TASK STATEMENT = Copy out every one of the lines below without changing anything.
=== STORED RECORDS ===
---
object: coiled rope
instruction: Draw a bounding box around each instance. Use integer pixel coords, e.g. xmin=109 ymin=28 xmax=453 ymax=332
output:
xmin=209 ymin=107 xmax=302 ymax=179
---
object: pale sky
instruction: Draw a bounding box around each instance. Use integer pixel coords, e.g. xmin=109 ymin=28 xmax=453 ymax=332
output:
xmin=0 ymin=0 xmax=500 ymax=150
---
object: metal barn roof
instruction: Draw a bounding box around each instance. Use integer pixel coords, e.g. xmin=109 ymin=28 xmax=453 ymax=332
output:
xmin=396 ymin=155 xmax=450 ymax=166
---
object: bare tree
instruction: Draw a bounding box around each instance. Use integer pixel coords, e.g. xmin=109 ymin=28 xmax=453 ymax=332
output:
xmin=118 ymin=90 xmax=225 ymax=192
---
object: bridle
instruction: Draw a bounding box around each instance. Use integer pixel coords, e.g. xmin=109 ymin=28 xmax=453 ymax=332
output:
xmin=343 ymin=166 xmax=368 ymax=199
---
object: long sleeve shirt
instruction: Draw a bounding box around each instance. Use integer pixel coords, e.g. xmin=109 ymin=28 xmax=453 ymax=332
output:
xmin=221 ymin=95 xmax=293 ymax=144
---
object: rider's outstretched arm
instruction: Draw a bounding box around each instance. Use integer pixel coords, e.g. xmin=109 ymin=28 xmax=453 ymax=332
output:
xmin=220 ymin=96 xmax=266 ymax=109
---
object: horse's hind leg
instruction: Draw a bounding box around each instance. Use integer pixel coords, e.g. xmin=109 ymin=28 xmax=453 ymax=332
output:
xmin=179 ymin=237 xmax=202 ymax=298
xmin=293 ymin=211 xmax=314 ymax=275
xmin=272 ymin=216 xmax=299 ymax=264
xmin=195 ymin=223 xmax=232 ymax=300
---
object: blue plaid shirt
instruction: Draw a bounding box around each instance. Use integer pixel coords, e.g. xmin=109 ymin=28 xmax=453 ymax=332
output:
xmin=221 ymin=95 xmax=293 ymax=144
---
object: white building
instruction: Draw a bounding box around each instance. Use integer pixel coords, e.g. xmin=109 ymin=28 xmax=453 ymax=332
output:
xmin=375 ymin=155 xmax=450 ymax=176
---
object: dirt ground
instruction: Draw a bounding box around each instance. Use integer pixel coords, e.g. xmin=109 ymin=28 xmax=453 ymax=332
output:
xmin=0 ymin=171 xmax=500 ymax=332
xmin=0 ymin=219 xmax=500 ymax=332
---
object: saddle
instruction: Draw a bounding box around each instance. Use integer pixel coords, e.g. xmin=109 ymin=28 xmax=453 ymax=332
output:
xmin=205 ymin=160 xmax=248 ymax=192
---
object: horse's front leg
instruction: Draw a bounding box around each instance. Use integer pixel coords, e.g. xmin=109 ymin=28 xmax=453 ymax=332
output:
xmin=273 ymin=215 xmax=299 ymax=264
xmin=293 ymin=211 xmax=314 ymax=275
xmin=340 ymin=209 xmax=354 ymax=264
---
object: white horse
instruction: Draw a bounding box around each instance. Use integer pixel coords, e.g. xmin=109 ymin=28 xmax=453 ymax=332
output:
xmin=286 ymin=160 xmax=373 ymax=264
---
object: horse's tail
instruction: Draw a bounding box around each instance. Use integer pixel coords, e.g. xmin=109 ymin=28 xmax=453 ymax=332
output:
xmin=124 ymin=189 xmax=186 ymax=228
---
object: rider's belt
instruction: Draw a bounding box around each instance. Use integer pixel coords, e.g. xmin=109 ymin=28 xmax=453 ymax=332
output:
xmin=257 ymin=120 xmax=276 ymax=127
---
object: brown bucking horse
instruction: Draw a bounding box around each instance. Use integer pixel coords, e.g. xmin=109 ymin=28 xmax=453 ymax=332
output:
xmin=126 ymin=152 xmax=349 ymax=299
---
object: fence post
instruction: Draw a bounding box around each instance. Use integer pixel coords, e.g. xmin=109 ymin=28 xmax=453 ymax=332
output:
===
RESULT =
---
object: coiled rope
instruction: Draw a bounding box around each instance. Use integer pixel coords, e.g. xmin=109 ymin=28 xmax=453 ymax=332
output:
xmin=209 ymin=107 xmax=302 ymax=179
---
object: pale sky
instruction: Draw a bounding box around each instance. Use integer pixel coords, e.g. xmin=109 ymin=28 xmax=453 ymax=332
output:
xmin=0 ymin=0 xmax=500 ymax=150
---
object: metal barn roof
instruction: Draw a bounding box around each instance. Use integer pixel coords, e.g. xmin=109 ymin=28 xmax=453 ymax=332
output:
xmin=396 ymin=155 xmax=450 ymax=166
---
object: bare tree
instruction: Draw a bounding box around each instance. Use integer pixel coords, e.g. xmin=109 ymin=28 xmax=453 ymax=332
output:
xmin=118 ymin=90 xmax=225 ymax=192
---
object: bridle
instruction: Draw a bounding box around each instance. Use integer pixel coords, e.g. xmin=109 ymin=28 xmax=453 ymax=332
output:
xmin=343 ymin=166 xmax=368 ymax=199
---
object: long sleeve shirt
instruction: Draw a bounding box around each instance. Use integer pixel coords, e.g. xmin=109 ymin=28 xmax=453 ymax=332
output:
xmin=221 ymin=95 xmax=293 ymax=144
---
object: rider's outstretched arm
instruction: Draw a bounding box around each instance. Use integer pixel coords, e.g. xmin=109 ymin=28 xmax=453 ymax=332
output:
xmin=220 ymin=96 xmax=266 ymax=109
---
object: horse's hind leg
instruction: Draw a bounding box around each instance. Use integer pixel coords, e.g. xmin=109 ymin=28 xmax=453 ymax=332
output:
xmin=179 ymin=237 xmax=202 ymax=298
xmin=293 ymin=211 xmax=314 ymax=275
xmin=272 ymin=216 xmax=299 ymax=264
xmin=195 ymin=223 xmax=232 ymax=300
---
object: blue plaid shirt
instruction: Draw a bounding box around each instance. Use integer pixel coords, e.g. xmin=109 ymin=28 xmax=453 ymax=332
output:
xmin=221 ymin=95 xmax=293 ymax=144
---
object: white building
instruction: Draw a bounding box around each instance. Use integer pixel coords, e.g. xmin=109 ymin=28 xmax=453 ymax=332
output:
xmin=375 ymin=155 xmax=450 ymax=176
---
object: dirt ground
instruction: Draw a bounding box around each instance. Use integer pixel coords, e.g. xmin=109 ymin=28 xmax=453 ymax=332
output:
xmin=0 ymin=171 xmax=500 ymax=332
xmin=0 ymin=219 xmax=500 ymax=332
---
object: saddle
instruction: Draw a bounding box around each instance. Use integer pixel coords, e.g. xmin=109 ymin=28 xmax=453 ymax=332
output:
xmin=205 ymin=160 xmax=248 ymax=192
---
object: horse's front leg
instruction: Draw a bounding box around each instance. Use integer pixel coords, e.g. xmin=109 ymin=28 xmax=453 ymax=332
output:
xmin=273 ymin=215 xmax=299 ymax=264
xmin=293 ymin=211 xmax=314 ymax=275
xmin=340 ymin=209 xmax=354 ymax=264
---
object: white horse
instruction: Draw a bounding box around each instance. Use integer pixel coords, e.g. xmin=109 ymin=28 xmax=453 ymax=332
output:
xmin=286 ymin=160 xmax=373 ymax=264
---
object: horse's tail
instruction: Draw a bounding box around each instance. Use integer pixel coords, e.g. xmin=109 ymin=28 xmax=453 ymax=332
output:
xmin=124 ymin=189 xmax=186 ymax=228
---
object: rider's belt
instruction: Draw a bounding box around each instance. Use integer pixel coords, e.g. xmin=109 ymin=28 xmax=453 ymax=332
output:
xmin=257 ymin=120 xmax=276 ymax=127
---
object: brown bucking horse
instruction: Draw a bounding box around each instance. Use integer pixel coords, e.g. xmin=109 ymin=28 xmax=453 ymax=332
output:
xmin=126 ymin=152 xmax=349 ymax=299
---
object: fence post
instruction: Draw a bounding box around each instance. Use integer pixel coords, e.g. xmin=109 ymin=28 xmax=453 ymax=332
output:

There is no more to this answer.